• PASSAGE FOR REVIEW
____________

The publication of Know Your Fats is a rare treat: it is, to this reviewer's knowledge, the ONLY book on fats and oils for the consumer and the professional written by a recognized authority in the field. Virtually all of the titles on fats and oils in print now are either too technical to be accessible by the layman, or are too error-laden to be worth the paper they are printed on.
Mary Enig made her mark in the nutritional world in 1978 when she and her colleagues at the University of Maryland published a now-famous paper in the American journal Federation Proceedings. The paper directly challenged government assertions that higher cancer rates were associated with animal fat consumption. Enig, et al, concluded that the data actually showed vegetable oils and trans-fatty acids to be the culprits in both cancer and heart disease--not naturally saturated fats that people have been eating for millennia. In the ensuing years, Enig and her colleagues focused their work on determining the trans-fatty acid content of various food items, as well as publishing research that clearly demonstrated TFA's to be potent carcinogens, prime factors in heart disease, disruptors of immune function, and worse.
Enig's book begins like any other on lipid biochemistry and discusses the nature of saturates, monounsaturates, polyunsaturates, and trans-fatty acids. Included also is a revealing discussion of cholesterol and its vital importance to the body. The first chapter also clearly discusses the molecular structure of different fatty acids (with diagrams) and presents the metabolic conversion products of each of the major fatty acids (oleic, linoleic, linolenic, and palmitoleic).
The physiology of fats and cholesterol is fully covered in chapter two. Almost half of this chapter is devoted to shattering popular myths about saturated fats and their roles as disease promoters. Not mincing any words, Enig methodically demonstrates the faulty data and reasoning behind the ideas that saturates either cause or contribute to heart disease, diabetes, colon cancer, mental illness, obesity, and cerebrovascular disease. For example, after trashing the "data" that supposedly prove that beef and beef fat caused colon cancer, Enig flatly concludes: "And now, more than three (3) decades after the initial fraudulent report, the anti-animal fat hypothesis continues to lead the nutrition agenda. It was a false issue then, and it remains a false issue today."

____________

(Stored items)
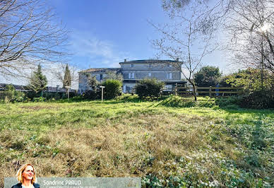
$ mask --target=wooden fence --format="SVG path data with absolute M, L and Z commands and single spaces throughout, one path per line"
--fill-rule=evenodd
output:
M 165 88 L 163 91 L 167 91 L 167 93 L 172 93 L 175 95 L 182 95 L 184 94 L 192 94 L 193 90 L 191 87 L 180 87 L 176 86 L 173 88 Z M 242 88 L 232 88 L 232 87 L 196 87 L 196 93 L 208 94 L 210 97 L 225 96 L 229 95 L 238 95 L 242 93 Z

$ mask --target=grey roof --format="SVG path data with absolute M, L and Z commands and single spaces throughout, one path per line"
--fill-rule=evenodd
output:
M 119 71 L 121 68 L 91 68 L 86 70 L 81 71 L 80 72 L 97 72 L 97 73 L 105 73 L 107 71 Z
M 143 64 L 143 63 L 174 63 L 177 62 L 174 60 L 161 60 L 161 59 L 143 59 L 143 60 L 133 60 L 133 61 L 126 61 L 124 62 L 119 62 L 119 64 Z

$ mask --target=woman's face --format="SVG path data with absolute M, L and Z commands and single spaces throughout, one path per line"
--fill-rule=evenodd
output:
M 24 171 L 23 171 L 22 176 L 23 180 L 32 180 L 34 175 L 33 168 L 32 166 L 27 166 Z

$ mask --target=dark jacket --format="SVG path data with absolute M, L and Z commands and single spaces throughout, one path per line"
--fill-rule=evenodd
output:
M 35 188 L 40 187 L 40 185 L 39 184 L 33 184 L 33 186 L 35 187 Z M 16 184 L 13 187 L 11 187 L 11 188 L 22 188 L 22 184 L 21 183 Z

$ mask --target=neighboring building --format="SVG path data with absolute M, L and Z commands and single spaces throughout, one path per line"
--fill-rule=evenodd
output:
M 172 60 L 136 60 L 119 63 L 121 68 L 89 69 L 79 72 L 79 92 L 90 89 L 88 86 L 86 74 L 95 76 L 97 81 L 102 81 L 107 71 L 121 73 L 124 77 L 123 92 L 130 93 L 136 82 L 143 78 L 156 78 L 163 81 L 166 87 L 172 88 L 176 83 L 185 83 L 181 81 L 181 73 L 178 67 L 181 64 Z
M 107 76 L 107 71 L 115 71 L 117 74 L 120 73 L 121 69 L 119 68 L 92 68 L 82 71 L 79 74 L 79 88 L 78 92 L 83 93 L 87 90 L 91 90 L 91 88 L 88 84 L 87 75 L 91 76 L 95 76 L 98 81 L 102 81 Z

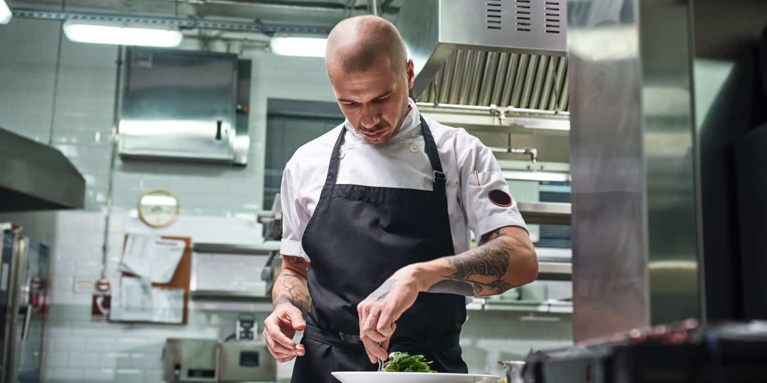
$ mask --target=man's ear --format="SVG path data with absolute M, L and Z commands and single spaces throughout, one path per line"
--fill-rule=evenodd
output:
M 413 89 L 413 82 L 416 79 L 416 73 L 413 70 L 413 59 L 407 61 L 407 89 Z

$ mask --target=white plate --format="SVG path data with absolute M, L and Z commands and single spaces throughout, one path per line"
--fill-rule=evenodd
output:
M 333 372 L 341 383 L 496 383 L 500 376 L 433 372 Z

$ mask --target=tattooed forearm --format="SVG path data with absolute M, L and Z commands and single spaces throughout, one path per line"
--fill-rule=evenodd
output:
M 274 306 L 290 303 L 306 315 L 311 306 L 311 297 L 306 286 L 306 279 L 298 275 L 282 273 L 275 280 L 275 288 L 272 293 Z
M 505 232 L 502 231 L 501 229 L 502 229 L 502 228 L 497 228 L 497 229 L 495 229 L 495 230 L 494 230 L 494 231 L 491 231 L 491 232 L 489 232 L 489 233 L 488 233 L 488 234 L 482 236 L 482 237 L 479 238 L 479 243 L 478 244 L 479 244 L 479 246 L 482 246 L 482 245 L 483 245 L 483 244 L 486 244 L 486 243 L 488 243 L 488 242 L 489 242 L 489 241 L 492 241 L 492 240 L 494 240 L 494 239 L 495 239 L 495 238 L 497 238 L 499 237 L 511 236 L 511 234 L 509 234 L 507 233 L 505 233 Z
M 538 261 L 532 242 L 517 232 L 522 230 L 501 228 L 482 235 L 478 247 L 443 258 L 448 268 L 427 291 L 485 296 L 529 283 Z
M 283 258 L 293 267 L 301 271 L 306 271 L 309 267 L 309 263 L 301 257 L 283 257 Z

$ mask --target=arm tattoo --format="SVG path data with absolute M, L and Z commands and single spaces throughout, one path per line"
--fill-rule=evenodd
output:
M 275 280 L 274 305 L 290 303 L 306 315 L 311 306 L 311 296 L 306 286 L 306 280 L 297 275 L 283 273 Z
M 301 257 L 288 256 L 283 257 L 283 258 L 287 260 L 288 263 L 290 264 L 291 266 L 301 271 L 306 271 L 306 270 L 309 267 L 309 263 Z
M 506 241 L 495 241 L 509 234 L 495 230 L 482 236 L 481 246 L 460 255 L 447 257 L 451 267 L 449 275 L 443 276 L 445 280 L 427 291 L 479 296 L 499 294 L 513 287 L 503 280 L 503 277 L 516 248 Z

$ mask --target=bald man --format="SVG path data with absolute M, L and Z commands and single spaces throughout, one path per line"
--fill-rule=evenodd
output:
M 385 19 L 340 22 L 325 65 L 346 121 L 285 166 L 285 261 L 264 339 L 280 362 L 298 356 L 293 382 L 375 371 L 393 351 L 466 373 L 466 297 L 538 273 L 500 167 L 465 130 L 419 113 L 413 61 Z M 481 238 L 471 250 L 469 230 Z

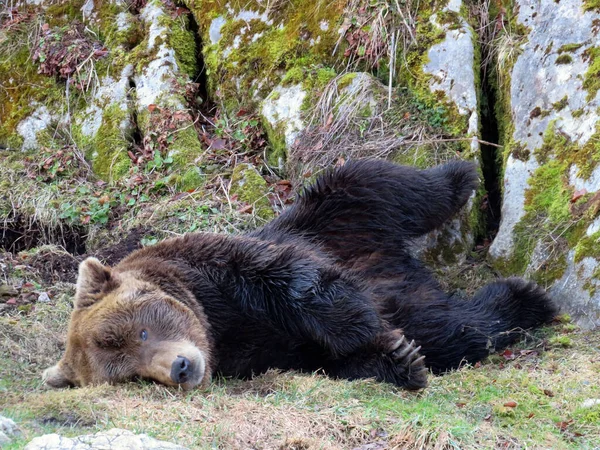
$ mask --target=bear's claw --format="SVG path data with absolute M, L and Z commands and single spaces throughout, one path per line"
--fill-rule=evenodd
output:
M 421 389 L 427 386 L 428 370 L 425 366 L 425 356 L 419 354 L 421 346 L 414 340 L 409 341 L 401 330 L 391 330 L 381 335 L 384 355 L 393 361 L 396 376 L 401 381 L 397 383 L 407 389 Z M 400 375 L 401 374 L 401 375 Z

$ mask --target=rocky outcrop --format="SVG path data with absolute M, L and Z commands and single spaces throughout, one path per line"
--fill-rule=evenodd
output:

____________

• EXERCISE A
From the review of Know Your Fats, reproduce everything from "Mary Enig made" down to "function, and worse.".
• EXERCISE B
Answer these questions using the review of Know Your Fats:
(i) In what year did Mary Enig make her mark in the nutritional world?
(ii) In which journal did she and her colleagues publish their paper?
(iii) Which chapter fully covers the physiology of fats and cholesterol?
• EXERCISE C
Decide whether each statement agrees with the review of Know Your Fats. Answer yes or no, and quote the words that settle it.
(i) The first chapter includes diagrams of the molecular structure of fatty acids.
(ii) The 1978 paper supported government assertions linking animal fat consumption to higher cancer rates.
(iii) Almost half of chapter two addresses popular myths about saturated fats.

• EXERCISE SOLUTION A
Mary Enig made her mark in the nutritional world in 1978 when she and her colleagues at the University of Maryland published a now-famous paper in the American journal Federation Proceedings. The paper directly challenged government assertions that higher cancer rates were associated with animal fat consumption. Enig, et al, concluded that the data actually showed vegetable oils and trans-fatty acids to be the culprits in both cancer and heart disease--not naturally saturated fats that people have been eating for millennia. In the ensuing years, Enig and her colleagues focused their work on determining the trans-fatty acid content of various food items, as well as publishing research that clearly demonstrated TFA's to be potent carcinogens, prime factors in heart disease, disruptors of immune function, and worse.

• EXERCISE SOLUTION B
(i) 1978
(ii) Federation Proceedings
(iii) Chapter two

• EXERCISE SOLUTION C
(i) Yes. "The first chapter also clearly discusses the molecular structure of different fatty acids (with diagrams)"
(ii) No. "The paper directly challenged government assertions that higher cancer rates were associated with animal fat consumption."
(iii) Yes. "Almost half of this chapter is devoted to shattering popular myths about saturated fats and their roles as disease promoters."